• Provided material:

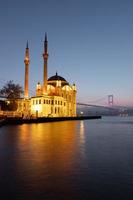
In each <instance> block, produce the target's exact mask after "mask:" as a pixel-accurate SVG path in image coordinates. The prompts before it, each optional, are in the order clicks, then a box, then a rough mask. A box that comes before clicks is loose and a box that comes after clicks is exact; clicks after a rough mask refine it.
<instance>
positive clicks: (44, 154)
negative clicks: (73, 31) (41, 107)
mask: <svg viewBox="0 0 133 200" xmlns="http://www.w3.org/2000/svg"><path fill="white" fill-rule="evenodd" d="M76 127H77V122H76V121H72V122H69V121H68V122H54V123H45V124H43V123H42V124H41V123H40V124H30V125H29V124H27V125H26V124H25V125H22V126H19V134H18V137H17V140H18V141H17V142H16V143H17V149H18V152H17V154H18V155H17V156H18V159H16V165H17V167H18V170H19V169H21V173H22V172H24V174H26V176H23V177H22V179H23V181H26V179H27V178H28V177H29V178H33V177H34V179H36V181H39V180H38V179H39V177H41V176H43V174H46V176H47V175H50V174H51V175H52V176H53V177H54V176H61V174H64V173H70V172H71V170H72V169H74V166H73V165H74V164H75V159H76V157H75V155H77V151H78V150H77V148H78V147H77V144H76V130H77V129H76ZM34 182H35V181H34Z"/></svg>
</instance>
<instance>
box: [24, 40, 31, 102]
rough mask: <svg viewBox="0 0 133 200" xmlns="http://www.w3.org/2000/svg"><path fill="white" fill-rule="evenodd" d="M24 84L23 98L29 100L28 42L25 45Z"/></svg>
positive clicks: (24, 60) (28, 50) (28, 67)
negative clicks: (25, 98) (23, 91)
mask: <svg viewBox="0 0 133 200" xmlns="http://www.w3.org/2000/svg"><path fill="white" fill-rule="evenodd" d="M24 63H25V83H24V98H26V99H28V98H29V64H30V58H29V47H28V41H27V44H26V49H25V59H24Z"/></svg>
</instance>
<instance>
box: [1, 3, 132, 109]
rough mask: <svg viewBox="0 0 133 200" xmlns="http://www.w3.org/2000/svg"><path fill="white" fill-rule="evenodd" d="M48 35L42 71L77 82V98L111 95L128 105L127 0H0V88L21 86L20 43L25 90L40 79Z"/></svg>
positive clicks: (128, 61)
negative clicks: (44, 48)
mask: <svg viewBox="0 0 133 200" xmlns="http://www.w3.org/2000/svg"><path fill="white" fill-rule="evenodd" d="M45 32H47V37H48V51H49V60H48V76H49V77H50V76H52V75H55V73H56V71H57V72H58V74H59V75H60V76H63V77H64V78H65V79H66V80H67V81H68V82H69V83H70V84H73V83H75V84H76V86H77V101H78V102H84V103H88V102H89V103H90V102H95V101H96V100H97V99H104V102H100V103H101V104H103V103H104V104H106V103H107V96H108V95H111V94H113V95H114V103H115V104H119V105H129V106H133V1H132V0H23V1H22V0H12V1H10V0H0V88H1V87H2V86H3V85H4V84H5V83H6V82H7V81H9V80H13V81H14V82H15V83H19V84H20V85H22V86H24V69H25V66H24V55H25V47H26V42H27V40H28V42H29V49H30V77H29V79H30V80H29V85H30V94H31V95H33V94H34V93H35V87H36V84H37V82H38V81H39V82H41V83H42V80H43V57H42V53H43V41H44V37H45Z"/></svg>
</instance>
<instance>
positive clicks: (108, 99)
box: [108, 94, 114, 106]
mask: <svg viewBox="0 0 133 200" xmlns="http://www.w3.org/2000/svg"><path fill="white" fill-rule="evenodd" d="M113 104H114V96H113V94H111V95H108V105H109V106H113Z"/></svg>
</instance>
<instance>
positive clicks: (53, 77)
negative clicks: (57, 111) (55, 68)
mask: <svg viewBox="0 0 133 200" xmlns="http://www.w3.org/2000/svg"><path fill="white" fill-rule="evenodd" d="M57 81H60V82H61V86H64V85H69V83H68V82H67V81H66V80H65V79H64V78H63V77H62V76H59V75H58V74H57V72H56V74H55V75H54V76H51V77H50V78H49V79H48V84H50V85H53V86H56V82H57Z"/></svg>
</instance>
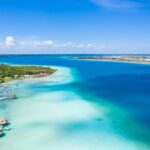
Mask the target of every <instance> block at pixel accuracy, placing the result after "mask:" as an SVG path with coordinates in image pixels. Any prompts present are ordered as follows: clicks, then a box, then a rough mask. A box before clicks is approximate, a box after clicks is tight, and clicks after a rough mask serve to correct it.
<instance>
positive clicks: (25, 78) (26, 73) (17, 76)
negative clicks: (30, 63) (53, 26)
mask: <svg viewBox="0 0 150 150" xmlns="http://www.w3.org/2000/svg"><path fill="white" fill-rule="evenodd" d="M55 71H56V69H52V68H50V67H44V66H11V65H6V64H0V83H5V82H9V81H12V80H18V79H26V78H40V77H45V76H48V75H50V74H52V73H54V72H55Z"/></svg>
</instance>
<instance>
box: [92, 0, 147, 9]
mask: <svg viewBox="0 0 150 150" xmlns="http://www.w3.org/2000/svg"><path fill="white" fill-rule="evenodd" d="M91 2H93V3H96V4H97V5H99V6H101V7H104V8H107V9H129V8H137V7H142V6H146V5H147V4H149V0H143V1H137V0H91Z"/></svg>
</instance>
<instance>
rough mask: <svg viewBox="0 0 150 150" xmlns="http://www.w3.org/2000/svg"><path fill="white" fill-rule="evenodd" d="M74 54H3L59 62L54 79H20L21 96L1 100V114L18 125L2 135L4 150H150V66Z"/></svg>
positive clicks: (54, 64) (47, 61)
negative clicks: (85, 58) (78, 58)
mask: <svg viewBox="0 0 150 150" xmlns="http://www.w3.org/2000/svg"><path fill="white" fill-rule="evenodd" d="M70 57H72V56H68V55H67V56H66V55H52V56H51V55H47V56H45V55H42V56H38V55H34V56H33V55H32V56H23V55H22V56H8V57H0V62H5V63H10V64H19V65H21V64H28V65H29V64H31V65H48V66H54V68H55V66H59V67H58V71H57V72H56V73H55V74H53V75H52V76H50V77H49V78H43V79H40V80H34V81H31V80H29V81H21V82H20V81H18V86H17V96H18V97H19V98H18V99H17V100H15V101H1V102H0V116H4V117H6V118H8V119H9V120H10V122H11V125H10V127H11V128H12V130H11V131H9V132H7V134H6V136H4V137H3V138H0V149H1V150H10V149H11V150H16V149H18V150H27V149H28V150H31V149H32V150H34V149H36V150H41V149H42V150H70V149H72V150H100V149H102V150H149V149H150V143H149V142H150V132H149V125H150V111H149V106H150V101H149V99H150V92H149V89H150V66H149V65H138V64H128V63H110V62H93V61H92V62H91V61H75V60H71V59H70ZM12 84H16V83H12Z"/></svg>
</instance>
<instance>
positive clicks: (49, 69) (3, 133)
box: [0, 64, 57, 137]
mask: <svg viewBox="0 0 150 150" xmlns="http://www.w3.org/2000/svg"><path fill="white" fill-rule="evenodd" d="M55 71H57V70H56V69H52V68H50V67H44V66H12V65H7V64H0V101H1V100H8V99H10V100H11V99H16V98H17V96H16V94H15V92H14V89H13V88H12V87H11V86H10V85H9V84H7V82H10V81H14V80H21V79H29V78H41V77H47V76H49V75H50V74H53V73H54V72H55ZM8 125H9V123H8V121H7V120H6V119H5V118H1V116H0V137H2V136H4V135H5V132H6V131H8V130H10V128H8V127H7V126H8Z"/></svg>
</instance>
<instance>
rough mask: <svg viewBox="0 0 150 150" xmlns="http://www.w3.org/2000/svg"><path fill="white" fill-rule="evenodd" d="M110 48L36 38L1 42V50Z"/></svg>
mask: <svg viewBox="0 0 150 150" xmlns="http://www.w3.org/2000/svg"><path fill="white" fill-rule="evenodd" d="M106 48H108V46H107V45H105V44H101V45H96V44H91V43H75V42H71V41H70V42H65V43H58V42H54V41H53V40H50V39H48V40H40V39H36V38H26V39H15V38H14V37H13V36H7V37H6V38H5V40H4V41H3V42H0V50H11V49H12V50H13V49H15V50H20V49H22V50H24V49H34V50H36V49H38V50H43V49H92V50H101V49H106Z"/></svg>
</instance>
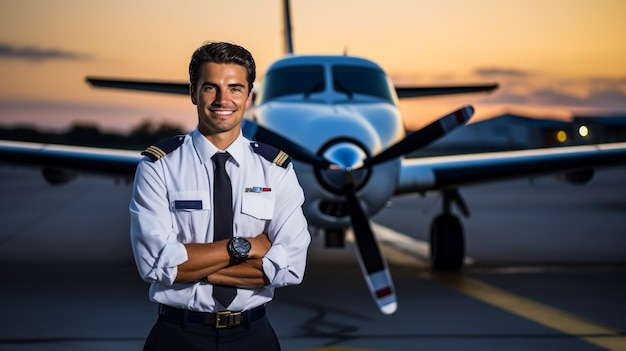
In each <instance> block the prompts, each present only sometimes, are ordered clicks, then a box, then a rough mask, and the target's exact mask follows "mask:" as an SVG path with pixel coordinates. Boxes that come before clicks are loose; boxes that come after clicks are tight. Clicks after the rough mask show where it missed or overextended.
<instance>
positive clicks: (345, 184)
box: [242, 106, 474, 314]
mask: <svg viewBox="0 0 626 351" xmlns="http://www.w3.org/2000/svg"><path fill="white" fill-rule="evenodd" d="M473 113H474V108H473V107H471V106H465V107H462V108H461V109H459V110H457V111H454V112H452V113H450V114H447V115H445V116H443V117H441V118H439V119H438V120H436V121H435V122H433V123H431V124H429V125H427V126H426V127H424V128H422V129H420V130H418V131H416V132H413V133H411V134H409V135H408V136H407V137H405V138H404V139H402V140H400V141H399V142H397V143H396V144H394V145H392V146H390V147H389V148H387V149H386V150H384V151H382V152H381V153H379V154H377V155H376V156H374V157H369V158H366V159H365V160H363V163H362V166H361V168H362V167H371V166H374V165H376V164H380V163H383V162H386V161H389V160H391V159H394V158H396V157H400V156H403V155H405V154H407V153H409V152H412V151H415V150H417V149H419V148H420V147H423V146H425V145H427V144H429V143H431V142H433V141H435V140H437V139H439V138H441V137H442V136H444V135H446V134H447V133H449V132H450V131H452V130H453V129H454V128H456V127H458V126H460V125H463V124H465V123H466V122H467V121H468V120H469V119H470V117H471V116H472V114H473ZM242 128H243V133H244V135H246V137H248V138H249V139H252V140H258V141H260V142H264V143H267V144H271V145H273V146H275V147H277V148H280V149H282V150H283V151H285V152H286V153H288V154H289V155H290V156H291V157H293V158H294V159H296V160H299V161H302V162H305V163H308V164H311V165H313V166H315V167H319V168H320V169H328V168H329V167H331V166H332V168H333V169H335V170H340V169H342V167H341V165H334V164H333V163H332V162H330V161H328V160H327V159H326V158H324V157H323V156H320V155H316V154H314V153H312V152H311V151H309V150H308V149H306V148H304V147H302V146H300V145H298V144H296V143H295V142H293V141H291V140H289V139H287V138H285V137H283V136H281V135H279V134H278V133H275V132H273V131H271V130H269V129H267V128H264V127H262V126H260V125H258V124H256V123H255V122H254V121H251V120H244V123H243V126H242ZM343 170H344V172H345V182H344V186H343V195H345V197H346V204H347V207H348V213H349V215H350V221H351V223H352V228H353V231H354V236H355V241H356V245H357V255H358V257H359V264H360V266H361V270H362V272H363V275H364V277H365V281H366V283H367V286H368V288H369V290H370V293H371V294H372V297H373V299H374V301H375V302H376V304H377V305H378V308H379V309H380V310H381V312H382V313H384V314H391V313H394V312H395V311H396V309H397V307H398V304H397V300H396V294H395V289H394V286H393V282H392V280H391V275H390V274H389V269H388V267H387V263H386V261H385V259H384V257H383V255H382V253H381V251H380V247H379V245H378V242H377V241H376V237H375V236H374V233H373V232H372V229H371V227H370V223H369V218H368V217H367V214H366V212H365V211H364V210H363V207H362V206H361V203H360V201H359V199H358V196H357V192H356V181H355V179H356V176H355V174H354V171H355V169H353V168H352V165H350V166H345V165H344V167H343Z"/></svg>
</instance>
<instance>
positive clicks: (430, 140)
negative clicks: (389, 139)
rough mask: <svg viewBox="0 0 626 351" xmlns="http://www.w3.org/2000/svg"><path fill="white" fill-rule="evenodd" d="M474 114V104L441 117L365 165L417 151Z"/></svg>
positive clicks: (412, 134)
mask: <svg viewBox="0 0 626 351" xmlns="http://www.w3.org/2000/svg"><path fill="white" fill-rule="evenodd" d="M473 114H474V108H473V107H472V106H469V105H468V106H465V107H462V108H460V109H458V110H456V111H454V112H452V113H450V114H447V115H445V116H443V117H441V118H439V119H438V120H436V121H434V122H433V123H431V124H429V125H427V126H426V127H424V128H422V129H420V130H418V131H415V132H413V133H411V134H409V135H408V136H406V137H405V138H404V139H402V140H400V141H399V142H397V143H396V144H394V145H392V146H390V147H389V148H387V149H386V150H384V151H383V152H381V153H379V154H378V155H376V156H374V157H370V158H368V159H366V160H364V161H363V165H364V167H368V166H373V165H375V164H378V163H382V162H385V161H389V160H391V159H393V158H396V157H400V156H402V155H406V154H408V153H409V152H411V151H415V150H417V149H419V148H421V147H423V146H426V145H428V144H430V143H432V142H433V141H435V140H437V139H439V138H441V137H442V136H444V135H446V134H447V133H449V132H450V131H451V130H453V129H454V128H456V127H458V126H460V125H463V124H465V123H467V121H469V119H470V117H472V115H473Z"/></svg>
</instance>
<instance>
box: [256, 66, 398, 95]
mask: <svg viewBox="0 0 626 351" xmlns="http://www.w3.org/2000/svg"><path fill="white" fill-rule="evenodd" d="M332 77H333V81H332V87H333V90H334V91H335V92H337V93H339V94H344V95H346V96H347V97H348V99H352V98H353V97H354V96H355V95H356V94H359V95H368V96H374V97H377V98H380V99H383V100H385V101H388V102H391V103H392V104H395V100H394V96H393V94H392V87H391V86H390V83H389V81H388V79H387V76H386V75H385V74H384V72H383V71H381V70H378V69H374V68H369V67H359V66H354V65H334V66H332ZM263 85H264V86H263V94H262V96H260V100H259V103H260V104H262V103H265V102H267V101H270V100H273V99H276V98H279V97H282V96H288V95H300V97H301V96H302V95H303V96H304V98H305V99H307V98H309V97H310V95H312V94H314V93H320V92H324V90H325V88H326V79H325V75H324V66H322V65H299V66H291V67H283V68H277V69H274V70H272V71H270V72H268V74H267V76H266V77H265V79H264V82H263Z"/></svg>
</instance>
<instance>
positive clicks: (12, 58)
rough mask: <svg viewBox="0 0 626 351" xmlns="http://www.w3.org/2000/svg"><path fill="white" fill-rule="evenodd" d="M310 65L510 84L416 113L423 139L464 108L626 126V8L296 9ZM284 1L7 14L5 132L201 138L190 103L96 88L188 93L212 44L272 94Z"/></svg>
mask: <svg viewBox="0 0 626 351" xmlns="http://www.w3.org/2000/svg"><path fill="white" fill-rule="evenodd" d="M291 6H292V9H291V10H292V16H293V29H294V32H293V34H294V47H295V51H296V53H297V54H342V53H343V52H344V51H347V52H348V53H349V54H351V55H355V56H361V57H365V58H369V59H371V60H373V61H375V62H377V63H378V64H380V65H381V66H382V68H383V69H384V70H385V71H386V72H387V73H388V74H389V75H390V76H391V77H392V79H393V80H394V82H395V83H397V84H402V85H409V84H414V85H428V84H466V83H484V82H498V83H500V85H501V88H500V89H499V90H498V91H497V92H496V93H492V94H478V95H464V96H457V97H447V98H442V97H439V98H429V99H413V100H412V101H410V102H403V103H402V109H403V111H404V112H405V114H406V115H405V119H406V121H407V125H408V126H409V127H411V126H416V125H423V124H426V123H427V122H430V121H432V120H433V119H434V118H436V117H438V116H440V115H442V114H444V113H446V112H449V111H451V110H454V109H456V108H457V107H459V106H461V105H464V104H468V103H471V104H474V106H475V107H476V114H477V118H478V119H480V118H485V117H489V116H493V115H496V114H500V113H504V112H515V113H524V114H533V115H539V116H557V117H567V116H571V115H572V113H579V114H580V113H596V114H597V113H602V114H616V113H618V114H621V115H626V39H625V37H624V34H625V33H626V1H622V0H471V1H466V0H442V1H433V0H431V1H420V0H386V1H367V0H361V1H357V0H316V1H307V0H292V3H291ZM281 33H282V24H281V1H279V0H263V1H258V0H240V1H237V2H229V1H207V0H203V1H200V0H177V1H159V0H150V1H148V0H134V1H125V0H124V1H122V0H106V1H105V0H89V1H84V0H55V1H47V0H1V1H0V78H1V81H2V84H1V85H0V123H1V124H2V125H8V126H12V125H18V124H19V125H24V124H30V125H35V126H38V127H40V128H45V129H63V128H67V127H68V126H70V125H71V124H72V123H74V122H77V121H78V122H81V123H92V124H94V125H97V126H99V127H102V128H105V129H114V130H120V131H124V130H128V129H129V128H132V127H133V126H135V125H137V124H138V123H140V122H141V121H143V120H146V119H148V118H149V119H151V120H153V121H155V122H157V123H159V122H162V121H171V122H173V123H177V124H179V125H182V126H183V127H184V128H186V129H191V128H193V127H194V126H195V123H196V118H195V110H194V107H193V105H191V102H190V100H189V99H188V98H185V97H180V96H168V95H162V94H154V93H140V92H128V91H117V90H109V89H95V88H91V87H89V86H88V85H87V84H86V83H85V80H84V78H85V76H105V77H120V78H121V77H123V78H134V79H150V80H165V81H180V82H184V81H187V79H188V75H187V66H188V62H189V57H190V55H191V53H192V51H193V50H194V49H195V48H197V47H198V46H199V45H201V44H202V43H203V42H204V41H207V40H211V41H213V40H220V41H231V42H235V43H237V44H240V45H243V46H244V47H246V48H248V49H249V50H250V51H251V52H252V54H253V55H254V56H255V58H256V61H257V69H258V79H257V82H259V83H260V82H262V80H263V75H264V72H265V70H266V68H267V67H268V65H269V64H270V63H271V62H272V61H273V60H275V59H277V58H280V57H281V55H283V53H282V40H281Z"/></svg>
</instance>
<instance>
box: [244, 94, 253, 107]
mask: <svg viewBox="0 0 626 351" xmlns="http://www.w3.org/2000/svg"><path fill="white" fill-rule="evenodd" d="M253 96H254V93H253V92H252V91H250V92H249V93H248V98H247V99H246V109H248V108H250V106H252V97H253Z"/></svg>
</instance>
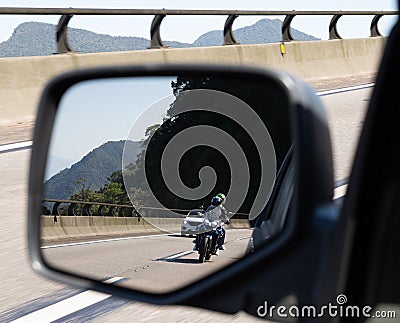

• What you are asked to do: Reproduce verbatim the stretch of the material above, from its start through the line containing "positive clicks: (44, 154)", leaving out any pictures.

• Answer to this problem:
In each <instance> block, produce the target's exact mask after "mask:" as a pixel-accurate SVG path in image coordinates. The prompts before it, each optional, are in the order clicks, then a box, then a rough mask. A box that comes before clicks is loose and a box that comes after clicks is exact; clicks after a rough mask refine it.
<instance>
positive clicks: (44, 154)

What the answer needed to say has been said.